● Records for this exercise

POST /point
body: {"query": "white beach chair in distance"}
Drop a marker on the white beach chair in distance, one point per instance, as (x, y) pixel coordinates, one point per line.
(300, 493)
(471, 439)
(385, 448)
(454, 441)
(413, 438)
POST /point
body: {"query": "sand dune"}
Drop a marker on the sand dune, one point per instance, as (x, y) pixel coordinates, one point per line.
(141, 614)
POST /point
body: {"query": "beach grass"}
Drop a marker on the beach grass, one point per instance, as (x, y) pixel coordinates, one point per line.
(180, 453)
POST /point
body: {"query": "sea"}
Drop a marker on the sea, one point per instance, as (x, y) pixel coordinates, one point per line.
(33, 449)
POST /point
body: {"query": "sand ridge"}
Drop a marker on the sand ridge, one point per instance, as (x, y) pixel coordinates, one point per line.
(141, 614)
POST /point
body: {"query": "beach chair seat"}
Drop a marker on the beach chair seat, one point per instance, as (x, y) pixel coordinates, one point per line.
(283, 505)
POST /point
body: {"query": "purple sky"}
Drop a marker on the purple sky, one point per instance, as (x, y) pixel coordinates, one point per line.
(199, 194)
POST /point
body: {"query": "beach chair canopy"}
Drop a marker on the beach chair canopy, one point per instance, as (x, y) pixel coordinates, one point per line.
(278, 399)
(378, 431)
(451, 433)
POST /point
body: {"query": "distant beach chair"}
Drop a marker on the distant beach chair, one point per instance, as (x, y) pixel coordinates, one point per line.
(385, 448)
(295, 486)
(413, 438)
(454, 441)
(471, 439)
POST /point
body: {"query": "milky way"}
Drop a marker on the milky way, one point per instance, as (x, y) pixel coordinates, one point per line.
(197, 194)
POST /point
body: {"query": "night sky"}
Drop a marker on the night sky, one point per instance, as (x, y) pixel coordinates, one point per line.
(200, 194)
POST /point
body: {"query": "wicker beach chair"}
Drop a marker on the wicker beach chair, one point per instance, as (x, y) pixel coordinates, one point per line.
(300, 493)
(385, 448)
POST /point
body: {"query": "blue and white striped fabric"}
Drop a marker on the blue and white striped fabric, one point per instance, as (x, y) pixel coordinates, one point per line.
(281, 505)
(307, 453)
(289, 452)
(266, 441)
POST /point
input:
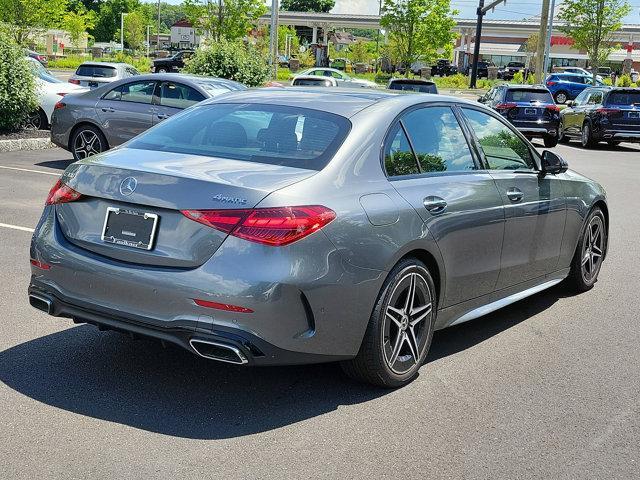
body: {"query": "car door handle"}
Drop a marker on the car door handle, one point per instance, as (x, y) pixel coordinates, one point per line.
(434, 204)
(515, 194)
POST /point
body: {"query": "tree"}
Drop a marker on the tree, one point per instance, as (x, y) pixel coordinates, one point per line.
(77, 21)
(320, 6)
(25, 18)
(229, 19)
(419, 29)
(591, 24)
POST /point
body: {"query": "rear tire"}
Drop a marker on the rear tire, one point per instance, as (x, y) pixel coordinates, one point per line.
(591, 249)
(550, 141)
(400, 328)
(561, 97)
(86, 141)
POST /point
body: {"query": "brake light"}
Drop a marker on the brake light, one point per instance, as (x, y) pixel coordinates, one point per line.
(269, 226)
(40, 265)
(62, 193)
(221, 306)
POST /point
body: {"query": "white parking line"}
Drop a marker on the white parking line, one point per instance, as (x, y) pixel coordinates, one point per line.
(16, 227)
(32, 171)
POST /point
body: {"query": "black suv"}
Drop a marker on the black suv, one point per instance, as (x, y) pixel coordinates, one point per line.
(530, 108)
(602, 114)
(443, 68)
(171, 64)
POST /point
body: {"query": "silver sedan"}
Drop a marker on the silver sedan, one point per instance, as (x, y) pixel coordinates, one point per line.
(280, 226)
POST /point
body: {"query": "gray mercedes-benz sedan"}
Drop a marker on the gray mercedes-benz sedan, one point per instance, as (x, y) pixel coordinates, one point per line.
(282, 226)
(103, 118)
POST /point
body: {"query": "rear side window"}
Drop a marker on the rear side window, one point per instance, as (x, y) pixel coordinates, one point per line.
(272, 134)
(177, 95)
(624, 98)
(96, 71)
(530, 95)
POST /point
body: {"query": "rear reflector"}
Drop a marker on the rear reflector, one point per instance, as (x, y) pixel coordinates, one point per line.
(61, 193)
(269, 226)
(222, 306)
(40, 265)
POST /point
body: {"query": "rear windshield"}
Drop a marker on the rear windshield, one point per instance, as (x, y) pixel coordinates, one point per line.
(96, 71)
(531, 95)
(624, 98)
(413, 87)
(273, 134)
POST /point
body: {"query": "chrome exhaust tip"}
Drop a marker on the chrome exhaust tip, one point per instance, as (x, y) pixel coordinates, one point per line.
(218, 351)
(41, 303)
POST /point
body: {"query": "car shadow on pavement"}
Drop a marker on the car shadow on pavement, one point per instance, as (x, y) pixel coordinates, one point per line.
(170, 391)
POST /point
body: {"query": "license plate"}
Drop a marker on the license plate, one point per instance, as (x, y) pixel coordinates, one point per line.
(129, 228)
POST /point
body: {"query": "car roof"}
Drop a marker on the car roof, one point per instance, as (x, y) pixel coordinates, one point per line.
(340, 101)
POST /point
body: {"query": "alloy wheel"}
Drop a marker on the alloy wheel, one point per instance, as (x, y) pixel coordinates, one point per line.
(86, 143)
(593, 246)
(407, 323)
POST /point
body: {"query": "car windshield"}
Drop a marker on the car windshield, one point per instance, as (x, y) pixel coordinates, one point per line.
(629, 97)
(96, 71)
(529, 95)
(273, 134)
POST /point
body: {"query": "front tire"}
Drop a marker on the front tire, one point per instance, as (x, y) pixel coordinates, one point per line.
(590, 252)
(87, 141)
(400, 328)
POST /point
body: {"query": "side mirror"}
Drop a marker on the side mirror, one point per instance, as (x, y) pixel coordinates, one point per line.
(552, 163)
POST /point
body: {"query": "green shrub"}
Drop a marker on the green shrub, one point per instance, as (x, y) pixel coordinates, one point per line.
(18, 96)
(624, 81)
(232, 60)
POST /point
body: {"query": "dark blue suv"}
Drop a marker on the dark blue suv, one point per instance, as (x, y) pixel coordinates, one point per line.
(530, 108)
(567, 86)
(603, 114)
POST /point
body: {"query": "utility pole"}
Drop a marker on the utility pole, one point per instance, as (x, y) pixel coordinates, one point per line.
(547, 52)
(273, 56)
(482, 10)
(542, 42)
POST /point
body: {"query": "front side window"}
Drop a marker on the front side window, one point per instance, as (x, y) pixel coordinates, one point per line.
(438, 140)
(273, 134)
(502, 147)
(177, 95)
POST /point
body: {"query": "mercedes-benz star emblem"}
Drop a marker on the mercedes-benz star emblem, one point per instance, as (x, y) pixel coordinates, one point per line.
(128, 186)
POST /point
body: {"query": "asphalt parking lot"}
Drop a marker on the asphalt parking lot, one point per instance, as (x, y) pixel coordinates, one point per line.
(546, 388)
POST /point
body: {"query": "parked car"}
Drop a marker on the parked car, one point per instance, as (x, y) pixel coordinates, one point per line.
(50, 91)
(313, 81)
(578, 71)
(567, 86)
(341, 78)
(530, 108)
(105, 117)
(508, 72)
(174, 63)
(95, 74)
(443, 68)
(483, 68)
(602, 114)
(297, 225)
(412, 85)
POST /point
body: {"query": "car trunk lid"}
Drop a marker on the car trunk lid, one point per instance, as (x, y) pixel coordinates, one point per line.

● How to complete this task
Sift through the material above and copy each line that holds "trunk".

● Output of the task
body: {"query": "car trunk lid"}
Drop a marker on the car trunk lid, one point per instance, as (x, y) pixel coordinates, one point per line.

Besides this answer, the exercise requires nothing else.